» Given records
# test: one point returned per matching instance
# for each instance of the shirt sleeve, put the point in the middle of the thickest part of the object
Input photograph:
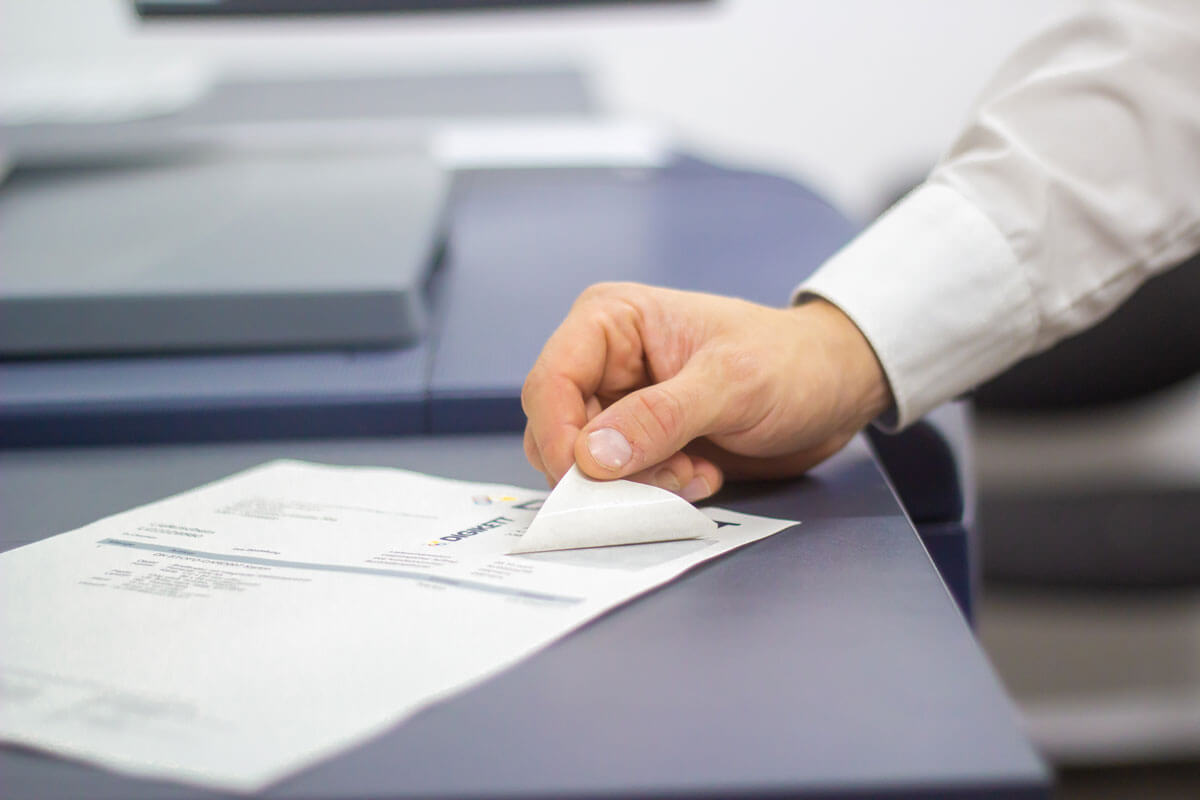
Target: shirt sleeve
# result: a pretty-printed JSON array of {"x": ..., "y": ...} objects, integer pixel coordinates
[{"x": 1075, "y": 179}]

» Task brief
From the data above, determine how many lines hold "point", and write only the number.

» Written response
2